▶ **Directions for this task**: Look through the records and copy each line with the string "below" in it.

-.-.-

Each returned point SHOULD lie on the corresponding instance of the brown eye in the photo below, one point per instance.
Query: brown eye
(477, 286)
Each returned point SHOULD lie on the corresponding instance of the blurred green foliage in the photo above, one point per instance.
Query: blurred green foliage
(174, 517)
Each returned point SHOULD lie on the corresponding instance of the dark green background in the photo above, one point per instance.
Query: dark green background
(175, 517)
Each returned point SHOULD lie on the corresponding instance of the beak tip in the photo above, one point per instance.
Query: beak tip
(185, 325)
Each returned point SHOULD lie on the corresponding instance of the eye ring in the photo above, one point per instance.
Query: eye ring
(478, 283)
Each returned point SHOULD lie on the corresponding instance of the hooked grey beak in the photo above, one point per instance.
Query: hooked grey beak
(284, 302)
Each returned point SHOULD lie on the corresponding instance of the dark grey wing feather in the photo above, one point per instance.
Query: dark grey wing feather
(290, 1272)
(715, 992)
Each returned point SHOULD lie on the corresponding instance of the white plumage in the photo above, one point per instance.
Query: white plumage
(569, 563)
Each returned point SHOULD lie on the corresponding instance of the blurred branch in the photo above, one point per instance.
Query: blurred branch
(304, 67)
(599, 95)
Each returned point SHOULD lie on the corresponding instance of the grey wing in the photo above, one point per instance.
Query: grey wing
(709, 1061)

-.-.-

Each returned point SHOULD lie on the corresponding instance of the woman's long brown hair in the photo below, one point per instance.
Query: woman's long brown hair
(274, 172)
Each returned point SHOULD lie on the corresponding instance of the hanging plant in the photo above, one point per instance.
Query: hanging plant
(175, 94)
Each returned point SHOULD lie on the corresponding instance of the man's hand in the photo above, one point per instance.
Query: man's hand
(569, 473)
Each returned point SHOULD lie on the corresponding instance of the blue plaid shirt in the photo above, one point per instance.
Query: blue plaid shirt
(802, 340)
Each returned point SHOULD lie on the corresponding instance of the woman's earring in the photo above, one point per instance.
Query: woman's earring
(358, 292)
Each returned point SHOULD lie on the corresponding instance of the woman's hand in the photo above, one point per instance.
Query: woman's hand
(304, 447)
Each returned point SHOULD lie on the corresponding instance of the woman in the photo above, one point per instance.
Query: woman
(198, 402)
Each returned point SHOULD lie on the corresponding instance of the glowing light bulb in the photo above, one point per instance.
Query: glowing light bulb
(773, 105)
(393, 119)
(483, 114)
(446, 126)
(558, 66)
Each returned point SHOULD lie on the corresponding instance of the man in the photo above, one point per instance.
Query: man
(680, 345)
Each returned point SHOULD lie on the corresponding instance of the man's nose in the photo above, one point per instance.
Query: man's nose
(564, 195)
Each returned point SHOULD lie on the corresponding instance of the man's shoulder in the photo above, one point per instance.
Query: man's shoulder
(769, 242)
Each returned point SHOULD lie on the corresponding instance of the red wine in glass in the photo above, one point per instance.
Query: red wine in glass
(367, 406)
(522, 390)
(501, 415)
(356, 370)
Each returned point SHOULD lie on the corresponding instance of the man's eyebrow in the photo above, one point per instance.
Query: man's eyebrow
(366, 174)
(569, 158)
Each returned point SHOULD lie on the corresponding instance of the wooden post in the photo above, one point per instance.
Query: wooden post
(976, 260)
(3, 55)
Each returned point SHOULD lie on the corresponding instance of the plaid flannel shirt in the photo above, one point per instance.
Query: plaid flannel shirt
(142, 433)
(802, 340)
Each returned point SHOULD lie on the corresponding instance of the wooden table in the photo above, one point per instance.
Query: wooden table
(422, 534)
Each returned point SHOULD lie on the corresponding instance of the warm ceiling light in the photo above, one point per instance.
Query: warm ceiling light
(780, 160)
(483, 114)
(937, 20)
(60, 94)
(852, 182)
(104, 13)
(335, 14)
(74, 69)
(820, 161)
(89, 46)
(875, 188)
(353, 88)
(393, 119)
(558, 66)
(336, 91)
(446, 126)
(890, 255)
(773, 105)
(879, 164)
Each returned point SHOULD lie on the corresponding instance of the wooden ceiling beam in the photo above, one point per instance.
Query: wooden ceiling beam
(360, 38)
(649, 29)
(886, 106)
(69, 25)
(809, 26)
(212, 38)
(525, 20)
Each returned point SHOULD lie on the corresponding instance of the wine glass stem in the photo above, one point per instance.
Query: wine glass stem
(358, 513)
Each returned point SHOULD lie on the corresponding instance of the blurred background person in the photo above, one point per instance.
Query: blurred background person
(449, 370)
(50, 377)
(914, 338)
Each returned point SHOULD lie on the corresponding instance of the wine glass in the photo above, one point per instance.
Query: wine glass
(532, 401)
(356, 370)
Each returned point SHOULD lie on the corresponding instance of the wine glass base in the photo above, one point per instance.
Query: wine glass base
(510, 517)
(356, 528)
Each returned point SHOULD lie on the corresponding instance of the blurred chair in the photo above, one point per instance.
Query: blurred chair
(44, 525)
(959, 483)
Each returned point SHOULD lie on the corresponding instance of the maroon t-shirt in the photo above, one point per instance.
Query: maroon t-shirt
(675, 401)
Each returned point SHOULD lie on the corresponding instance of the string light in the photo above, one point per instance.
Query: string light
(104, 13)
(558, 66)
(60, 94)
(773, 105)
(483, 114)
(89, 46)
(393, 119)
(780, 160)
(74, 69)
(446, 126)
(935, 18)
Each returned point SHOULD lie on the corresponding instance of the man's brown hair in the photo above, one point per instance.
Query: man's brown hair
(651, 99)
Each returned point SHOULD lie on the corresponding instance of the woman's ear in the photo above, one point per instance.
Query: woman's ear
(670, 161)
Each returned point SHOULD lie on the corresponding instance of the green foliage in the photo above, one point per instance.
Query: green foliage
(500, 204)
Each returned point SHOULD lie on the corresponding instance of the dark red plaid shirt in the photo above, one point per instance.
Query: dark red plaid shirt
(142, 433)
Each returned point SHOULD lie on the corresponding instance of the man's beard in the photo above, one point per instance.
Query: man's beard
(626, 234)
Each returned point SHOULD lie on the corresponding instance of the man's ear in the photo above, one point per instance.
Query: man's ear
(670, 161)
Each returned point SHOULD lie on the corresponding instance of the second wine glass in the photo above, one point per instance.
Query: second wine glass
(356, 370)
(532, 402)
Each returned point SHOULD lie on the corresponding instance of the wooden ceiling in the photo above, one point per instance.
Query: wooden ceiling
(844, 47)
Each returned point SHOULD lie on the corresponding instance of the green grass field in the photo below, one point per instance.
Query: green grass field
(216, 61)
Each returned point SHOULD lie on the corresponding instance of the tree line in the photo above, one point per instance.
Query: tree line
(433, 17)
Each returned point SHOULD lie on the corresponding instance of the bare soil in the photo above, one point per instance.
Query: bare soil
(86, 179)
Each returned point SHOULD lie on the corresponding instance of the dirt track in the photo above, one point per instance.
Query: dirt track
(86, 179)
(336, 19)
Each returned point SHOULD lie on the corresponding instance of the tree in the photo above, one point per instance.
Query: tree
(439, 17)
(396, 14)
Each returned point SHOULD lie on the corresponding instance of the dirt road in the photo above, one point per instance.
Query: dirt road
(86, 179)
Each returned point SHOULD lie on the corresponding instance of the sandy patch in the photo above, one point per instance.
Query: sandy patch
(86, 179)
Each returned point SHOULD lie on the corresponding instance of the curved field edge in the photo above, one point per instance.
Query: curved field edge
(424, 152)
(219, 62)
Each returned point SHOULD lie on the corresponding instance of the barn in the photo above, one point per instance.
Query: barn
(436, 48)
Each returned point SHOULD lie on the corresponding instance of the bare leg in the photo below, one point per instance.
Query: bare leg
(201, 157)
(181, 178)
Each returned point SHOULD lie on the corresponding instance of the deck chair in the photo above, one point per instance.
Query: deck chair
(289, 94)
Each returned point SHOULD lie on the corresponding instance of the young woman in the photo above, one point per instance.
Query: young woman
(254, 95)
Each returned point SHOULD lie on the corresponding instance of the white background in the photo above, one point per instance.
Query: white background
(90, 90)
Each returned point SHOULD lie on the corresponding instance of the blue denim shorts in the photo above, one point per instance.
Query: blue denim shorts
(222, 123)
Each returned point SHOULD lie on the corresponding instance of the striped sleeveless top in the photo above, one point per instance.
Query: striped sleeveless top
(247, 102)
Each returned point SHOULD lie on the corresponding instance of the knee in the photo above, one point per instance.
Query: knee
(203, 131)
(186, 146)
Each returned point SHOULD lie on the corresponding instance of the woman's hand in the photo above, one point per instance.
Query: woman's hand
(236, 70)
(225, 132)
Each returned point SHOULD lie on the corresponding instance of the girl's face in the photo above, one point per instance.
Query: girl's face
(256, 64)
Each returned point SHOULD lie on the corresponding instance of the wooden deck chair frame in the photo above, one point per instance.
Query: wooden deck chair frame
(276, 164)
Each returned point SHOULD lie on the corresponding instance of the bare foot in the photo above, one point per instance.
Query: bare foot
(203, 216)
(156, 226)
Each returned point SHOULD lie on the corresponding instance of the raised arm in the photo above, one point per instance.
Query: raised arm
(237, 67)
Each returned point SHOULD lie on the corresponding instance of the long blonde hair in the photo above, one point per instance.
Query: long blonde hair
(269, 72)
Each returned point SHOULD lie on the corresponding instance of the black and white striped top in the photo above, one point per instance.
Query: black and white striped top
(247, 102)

-.-.-

▶ **Exercise output**:
Each returned point SHOULD lie on the corresponding instance of the brown eye in the photo below, one point per instance.
Each returned point SHOULD lie on the corresponding instance of the woman's long brown hair in the photo below, one point per instance.
Each returned point SHOULD lie on the corresponding instance of the green grass field in the photo below, one point per instance.
Each returned point SHOULD lie on the corresponding instance of the bare leg in the photo below, one point per instance.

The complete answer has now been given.